WHAT TO WORK ON: Pull out every line of the records below that contains the word "white", copying each line in full.

==== DATA LINES

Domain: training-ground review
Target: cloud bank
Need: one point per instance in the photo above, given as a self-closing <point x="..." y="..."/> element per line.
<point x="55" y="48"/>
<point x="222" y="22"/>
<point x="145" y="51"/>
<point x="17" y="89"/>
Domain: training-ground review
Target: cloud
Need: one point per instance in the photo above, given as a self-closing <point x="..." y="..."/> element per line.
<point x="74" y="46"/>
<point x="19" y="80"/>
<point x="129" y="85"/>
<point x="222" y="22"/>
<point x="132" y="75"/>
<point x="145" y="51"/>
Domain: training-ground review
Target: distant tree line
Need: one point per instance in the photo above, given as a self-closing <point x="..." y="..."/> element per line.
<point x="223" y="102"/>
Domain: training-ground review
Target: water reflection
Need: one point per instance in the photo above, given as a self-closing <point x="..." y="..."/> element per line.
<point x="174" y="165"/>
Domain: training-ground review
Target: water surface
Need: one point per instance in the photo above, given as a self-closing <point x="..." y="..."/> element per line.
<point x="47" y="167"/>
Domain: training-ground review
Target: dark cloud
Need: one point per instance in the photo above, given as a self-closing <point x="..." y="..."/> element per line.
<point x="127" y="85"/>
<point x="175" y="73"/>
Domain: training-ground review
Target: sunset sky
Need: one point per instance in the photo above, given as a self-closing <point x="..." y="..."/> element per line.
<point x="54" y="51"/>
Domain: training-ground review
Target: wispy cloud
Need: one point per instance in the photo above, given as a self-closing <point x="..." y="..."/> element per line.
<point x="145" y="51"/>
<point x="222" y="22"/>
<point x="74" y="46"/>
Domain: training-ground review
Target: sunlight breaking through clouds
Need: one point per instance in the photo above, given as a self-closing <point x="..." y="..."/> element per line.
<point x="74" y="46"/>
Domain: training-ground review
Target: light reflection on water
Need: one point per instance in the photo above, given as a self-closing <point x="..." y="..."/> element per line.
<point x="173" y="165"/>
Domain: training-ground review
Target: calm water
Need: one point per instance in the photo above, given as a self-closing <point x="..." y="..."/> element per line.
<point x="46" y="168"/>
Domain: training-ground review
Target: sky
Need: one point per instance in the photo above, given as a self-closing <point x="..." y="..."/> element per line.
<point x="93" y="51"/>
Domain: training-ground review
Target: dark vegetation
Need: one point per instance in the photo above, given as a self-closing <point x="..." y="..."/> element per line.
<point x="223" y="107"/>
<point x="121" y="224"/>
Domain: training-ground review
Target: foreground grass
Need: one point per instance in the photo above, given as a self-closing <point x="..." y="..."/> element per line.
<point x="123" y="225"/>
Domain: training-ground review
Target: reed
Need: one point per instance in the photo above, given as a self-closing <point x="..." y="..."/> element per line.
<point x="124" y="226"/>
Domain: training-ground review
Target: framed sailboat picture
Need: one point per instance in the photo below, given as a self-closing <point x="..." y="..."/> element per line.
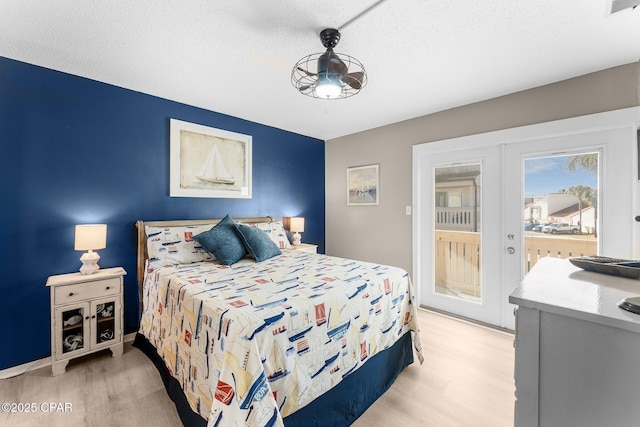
<point x="363" y="185"/>
<point x="208" y="162"/>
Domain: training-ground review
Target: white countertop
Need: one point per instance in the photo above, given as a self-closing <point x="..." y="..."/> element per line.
<point x="555" y="285"/>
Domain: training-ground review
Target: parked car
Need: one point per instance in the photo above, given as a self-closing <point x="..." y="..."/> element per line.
<point x="538" y="227"/>
<point x="560" y="228"/>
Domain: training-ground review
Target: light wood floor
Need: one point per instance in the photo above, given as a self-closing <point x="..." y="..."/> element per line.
<point x="466" y="380"/>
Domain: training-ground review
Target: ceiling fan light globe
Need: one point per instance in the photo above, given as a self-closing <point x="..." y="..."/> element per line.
<point x="328" y="90"/>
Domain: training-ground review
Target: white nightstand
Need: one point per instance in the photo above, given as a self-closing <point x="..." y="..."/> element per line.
<point x="306" y="247"/>
<point x="86" y="315"/>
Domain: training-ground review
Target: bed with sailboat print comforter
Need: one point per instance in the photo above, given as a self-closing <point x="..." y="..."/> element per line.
<point x="253" y="343"/>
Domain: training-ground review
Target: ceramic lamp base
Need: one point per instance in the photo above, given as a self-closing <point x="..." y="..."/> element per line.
<point x="89" y="262"/>
<point x="297" y="240"/>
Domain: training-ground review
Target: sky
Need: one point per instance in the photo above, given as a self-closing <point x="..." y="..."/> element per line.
<point x="548" y="175"/>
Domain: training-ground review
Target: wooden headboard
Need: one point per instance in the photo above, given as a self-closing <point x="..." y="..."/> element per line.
<point x="142" y="238"/>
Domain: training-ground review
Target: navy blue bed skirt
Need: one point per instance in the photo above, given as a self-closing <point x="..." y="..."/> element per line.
<point x="339" y="407"/>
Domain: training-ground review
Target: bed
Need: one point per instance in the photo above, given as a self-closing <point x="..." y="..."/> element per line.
<point x="293" y="338"/>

========

EXERCISE RESPONSE:
Target: white countertop
Target: white nightstand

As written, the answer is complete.